▶ _Dataset records_:

------------------------------

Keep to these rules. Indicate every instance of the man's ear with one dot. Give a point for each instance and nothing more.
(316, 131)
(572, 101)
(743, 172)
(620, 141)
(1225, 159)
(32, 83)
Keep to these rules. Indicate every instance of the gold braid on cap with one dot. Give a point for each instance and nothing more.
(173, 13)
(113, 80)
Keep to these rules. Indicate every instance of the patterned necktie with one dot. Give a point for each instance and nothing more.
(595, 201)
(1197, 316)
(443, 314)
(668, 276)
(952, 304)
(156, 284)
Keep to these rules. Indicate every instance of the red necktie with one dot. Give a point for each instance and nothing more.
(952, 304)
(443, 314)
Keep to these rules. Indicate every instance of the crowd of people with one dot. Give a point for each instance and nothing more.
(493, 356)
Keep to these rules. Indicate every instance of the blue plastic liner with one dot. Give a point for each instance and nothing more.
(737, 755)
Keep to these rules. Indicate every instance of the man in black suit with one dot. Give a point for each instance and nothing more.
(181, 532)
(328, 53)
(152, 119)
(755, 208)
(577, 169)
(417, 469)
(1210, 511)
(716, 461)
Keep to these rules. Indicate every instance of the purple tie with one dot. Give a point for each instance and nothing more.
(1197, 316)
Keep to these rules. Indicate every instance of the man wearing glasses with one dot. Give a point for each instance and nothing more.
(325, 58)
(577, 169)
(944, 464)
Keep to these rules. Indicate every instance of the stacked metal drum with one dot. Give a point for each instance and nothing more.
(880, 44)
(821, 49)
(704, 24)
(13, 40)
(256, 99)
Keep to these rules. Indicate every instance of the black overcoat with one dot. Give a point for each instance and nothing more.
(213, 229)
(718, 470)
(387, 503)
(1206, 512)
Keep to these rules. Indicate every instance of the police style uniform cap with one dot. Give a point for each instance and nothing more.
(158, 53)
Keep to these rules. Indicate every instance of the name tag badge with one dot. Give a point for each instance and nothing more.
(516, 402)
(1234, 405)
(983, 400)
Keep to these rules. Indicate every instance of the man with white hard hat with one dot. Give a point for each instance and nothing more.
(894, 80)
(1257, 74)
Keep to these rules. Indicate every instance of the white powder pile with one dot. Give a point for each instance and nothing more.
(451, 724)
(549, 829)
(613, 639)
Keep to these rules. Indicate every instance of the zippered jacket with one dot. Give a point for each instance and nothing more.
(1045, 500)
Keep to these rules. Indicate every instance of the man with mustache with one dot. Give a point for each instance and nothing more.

------------------------------

▶ _What is expected_:
Switch "one dot" to "a single mark" throughout the lines above and write them all out again, leaving everything else unchanged.

▶ _Solution_:
Keep to these rules. Indicate every instance of the man's ear with a single mark. Give a point for each instance and nothing more.
(316, 131)
(572, 101)
(743, 172)
(620, 141)
(1225, 159)
(32, 83)
Keep to these rules. Indicate every instance of the gold braid on cap with a single mark. Give a point for each instance and nothing more.
(173, 13)
(113, 80)
Keep to these rules. Indicate every instance of the patterned necktie with a single mark. Give a point for each instance and nothing more.
(595, 201)
(1197, 316)
(443, 314)
(668, 276)
(952, 304)
(156, 284)
Keep to these rules. Indicate every instance of the red necktie with a single mark. Give a point for each instance and nothing more.
(952, 304)
(443, 314)
Keep to these rules. Indicate every instance of the crowd of people with a single mark. Give a point for each instance and nothing more.
(493, 356)
Keep to these rules. Indicate every instance of the blue plastic liner with a single mark. Give a point for each instance and nothing more.
(737, 755)
Keep to these rules. Indicate every instance of the man in black suit with a single mark. Give a point for each instance and nothing more.
(181, 532)
(328, 53)
(152, 119)
(755, 208)
(577, 169)
(417, 469)
(1210, 511)
(716, 461)
Keep to these rules. Indicate every instance of the purple tie with a single mark. Give a point for each instance and nothing more.
(1197, 316)
Keep to these rules. Indicate every instance of the man wearing glasses with a single mark. Give a point for each instance and nothing more.
(325, 58)
(577, 169)
(944, 464)
Keep to these rules. Indicate every instance of the stacked metal drum with a single mark. Give a point for each instance and nothing more.
(880, 44)
(821, 49)
(704, 24)
(13, 40)
(256, 99)
Keep to these rules. Indicate every instance of the black overcoat with a single mark. Give a point for each instance and nothing more.
(213, 229)
(718, 470)
(387, 503)
(1206, 512)
Keep to these rules. Indicate every instance of the police style uniform cap with a single mark. Give a point for each instance and nothing more.
(158, 53)
Keep to these rules. Indicate every instance of the name tag badge with a single mark. Give a point for each instance and nothing more.
(516, 402)
(1234, 405)
(983, 400)
Keep to these rules. Indicate every instance of the man with white hard hat with a single mark. Give a point for each instance and nothing more.
(894, 80)
(1257, 74)
Keep to these rules. Indicate every instance of the white powder pile with a single mark. Give a point for each instance and nothing more.
(451, 724)
(549, 829)
(613, 639)
Keep to these rules. Indicate every instance of the zippered jacket with a single mark. Give a point for each instance and nothing more.
(1045, 500)
Keep to these rules. Indicate every instance of the man with mustache with a single mark. Give a point for each instance and nothing more.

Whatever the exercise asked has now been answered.